■ **To do**
Write out every line of the rows below word for word, leaving out the pictures.

Saved entries
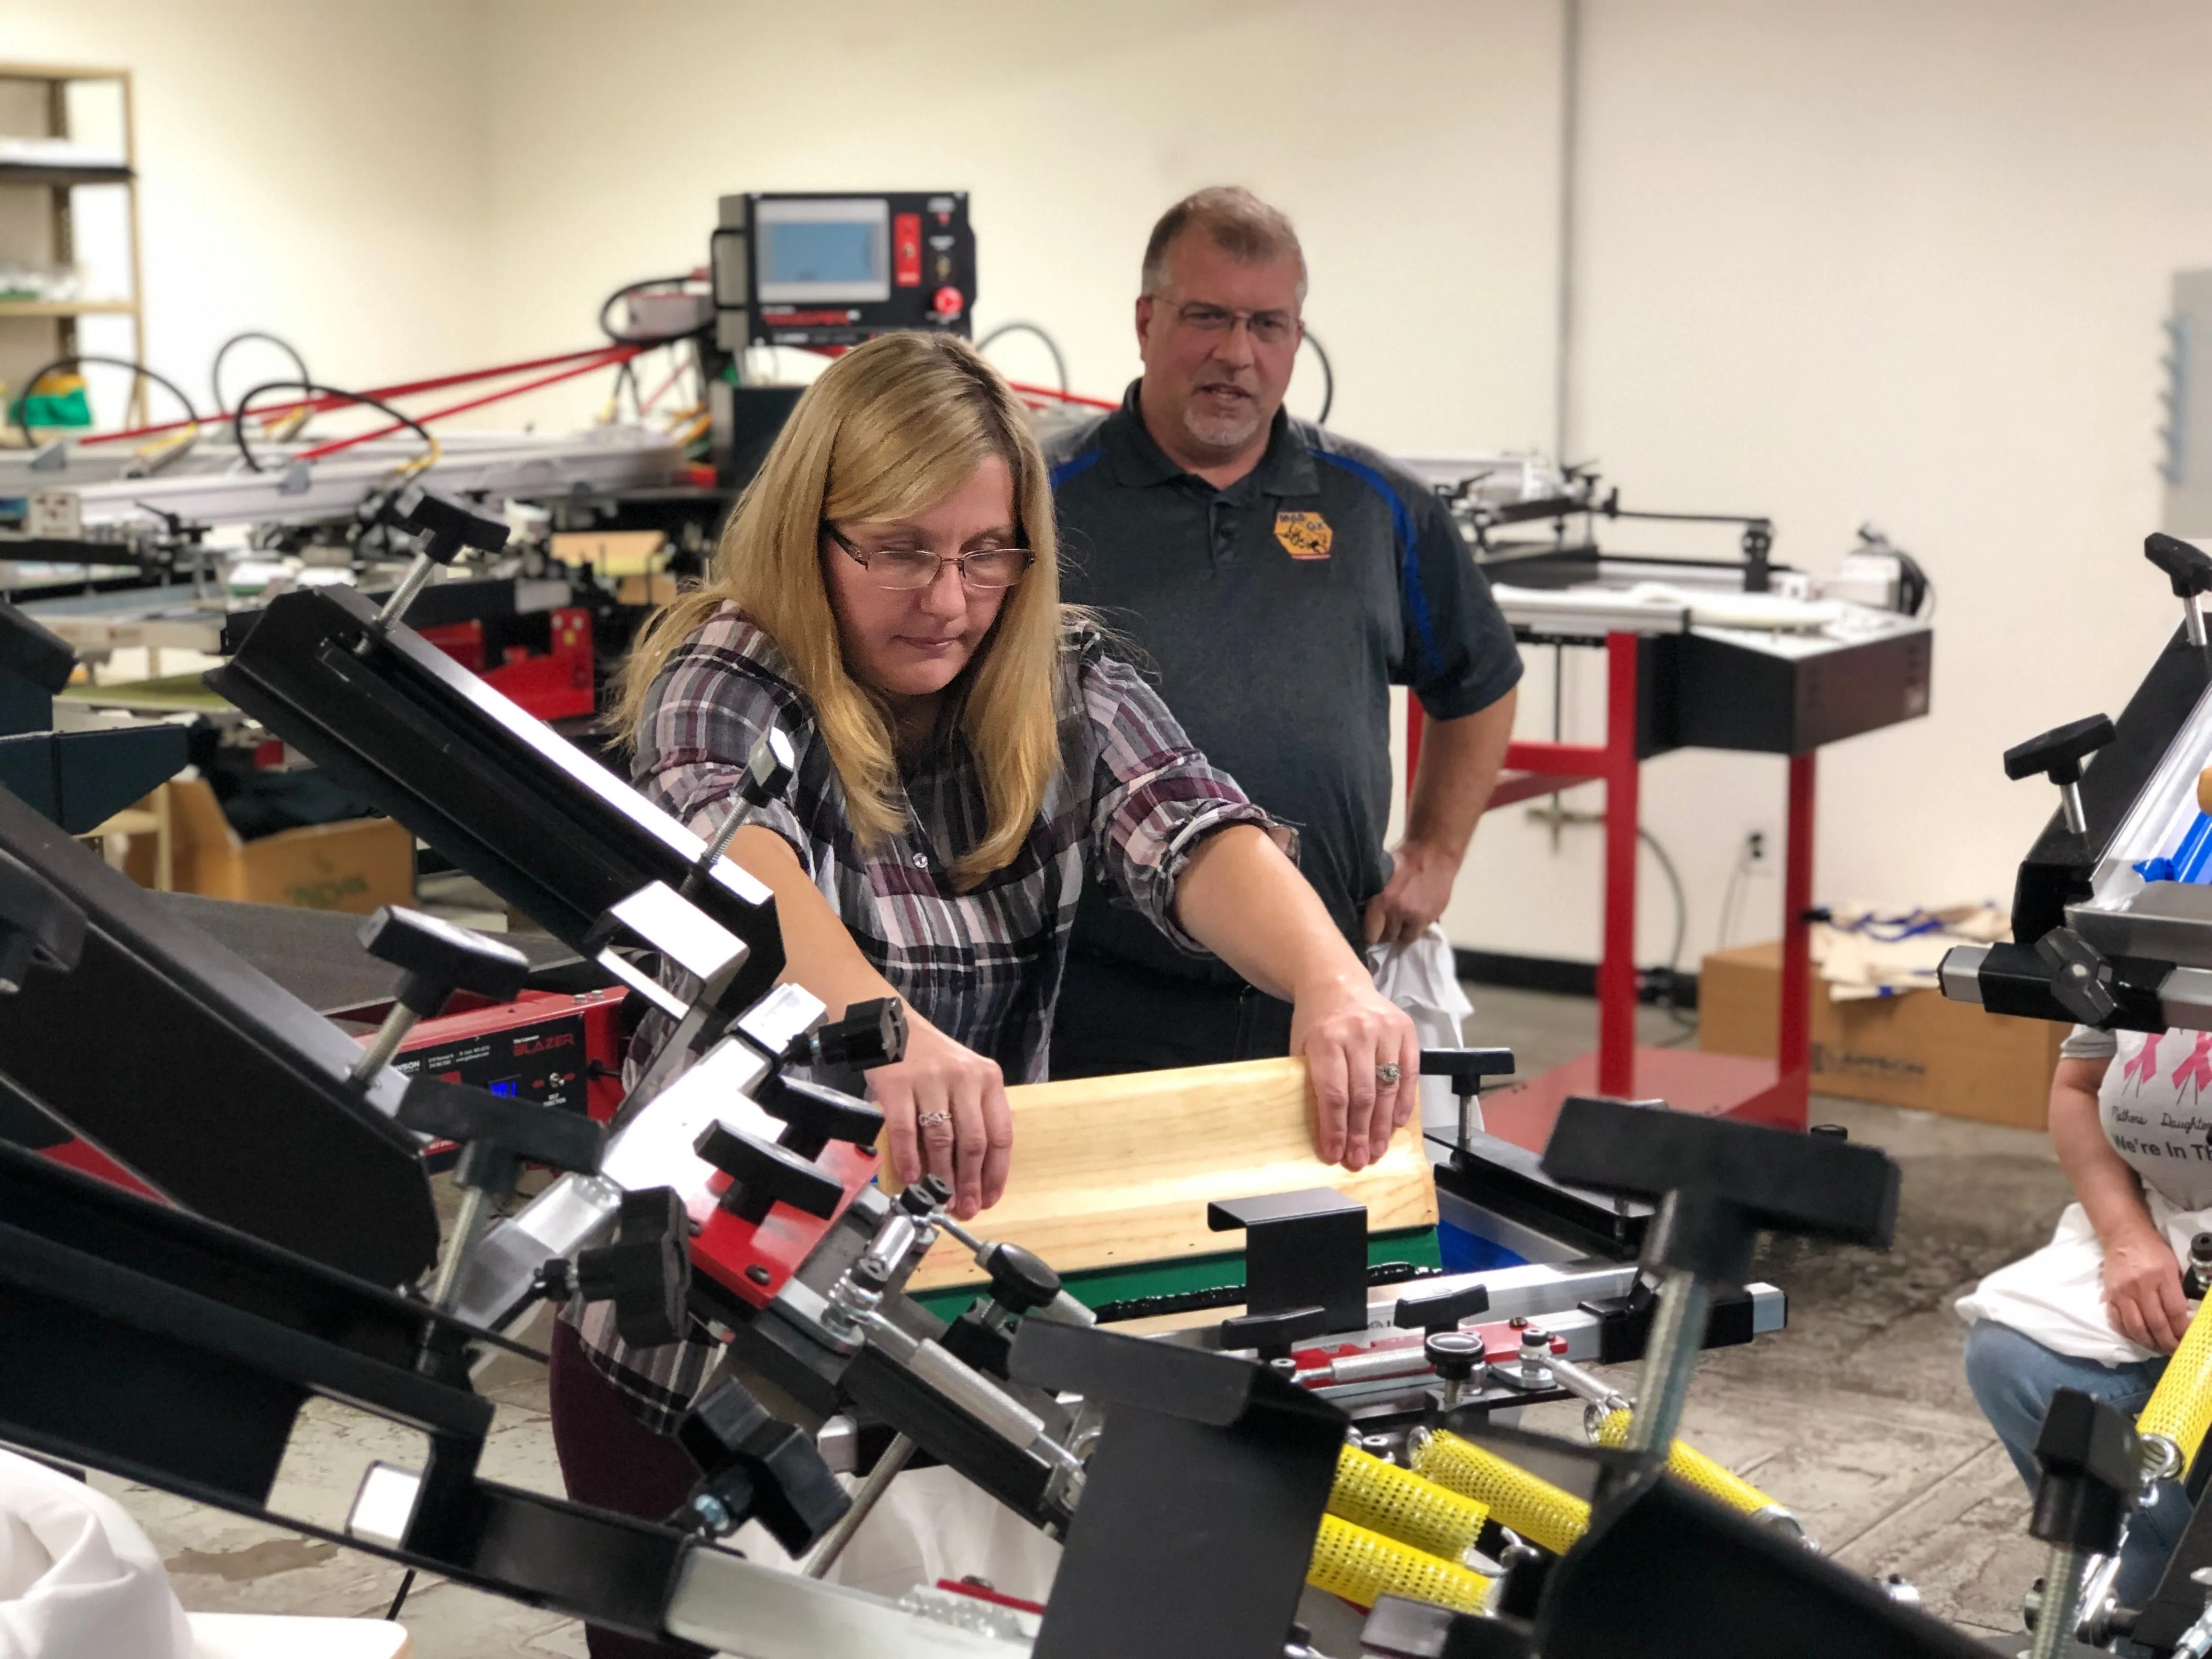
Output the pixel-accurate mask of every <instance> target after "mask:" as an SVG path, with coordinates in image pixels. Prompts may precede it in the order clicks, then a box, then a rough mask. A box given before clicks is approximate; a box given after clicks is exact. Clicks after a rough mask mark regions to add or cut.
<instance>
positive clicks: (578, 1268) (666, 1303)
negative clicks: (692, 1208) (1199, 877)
mask: <svg viewBox="0 0 2212 1659" xmlns="http://www.w3.org/2000/svg"><path fill="white" fill-rule="evenodd" d="M571 1281H573V1287H575V1294H580V1296H582V1298H584V1301H588V1303H606V1301H611V1303H615V1329H617V1332H619V1334H622V1340H624V1343H628V1345H630V1347H659V1345H661V1343H672V1340H677V1338H679V1336H684V1332H686V1327H688V1325H690V1321H688V1318H686V1312H684V1301H686V1296H688V1294H690V1219H688V1217H686V1214H684V1199H679V1197H677V1192H675V1188H666V1186H648V1188H641V1190H639V1192H624V1194H622V1208H619V1210H617V1212H615V1243H611V1245H599V1248H597V1250H584V1252H580V1254H577V1259H575V1272H573V1274H571Z"/></svg>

■ **Your response**
Output the pixel-accurate mask of every <instance> target after "mask:" as an SVG path, with coordinates in image pixels. Prompts may precede it in the order clicks, then a box, then a rough mask. A box given before clicks is approximate; a box given after clicks is exact. Clicks after a rough mask mark regions to add or cut.
<instance>
positive clicks: (578, 1268) (666, 1303)
negative clicks: (692, 1208) (1199, 877)
mask: <svg viewBox="0 0 2212 1659" xmlns="http://www.w3.org/2000/svg"><path fill="white" fill-rule="evenodd" d="M571 1281H573V1287H575V1294H580V1296H582V1298H584V1301H588V1303H606V1301H611V1303H615V1329H617V1332H619V1334H622V1340H624V1343H628V1345H630V1347H659V1345H661V1343H672V1340H677V1338H679V1336H684V1332H686V1327H688V1325H690V1321H688V1318H686V1312H684V1301H686V1296H688V1294H690V1219H688V1217H686V1214H684V1199H679V1197H677V1192H675V1188H666V1186H648V1188H641V1190H639V1192H624V1194H622V1208H619V1210H617V1212H615V1243H611V1245H599V1248H597V1250H584V1252H580V1254H577V1259H575V1272H573V1274H571Z"/></svg>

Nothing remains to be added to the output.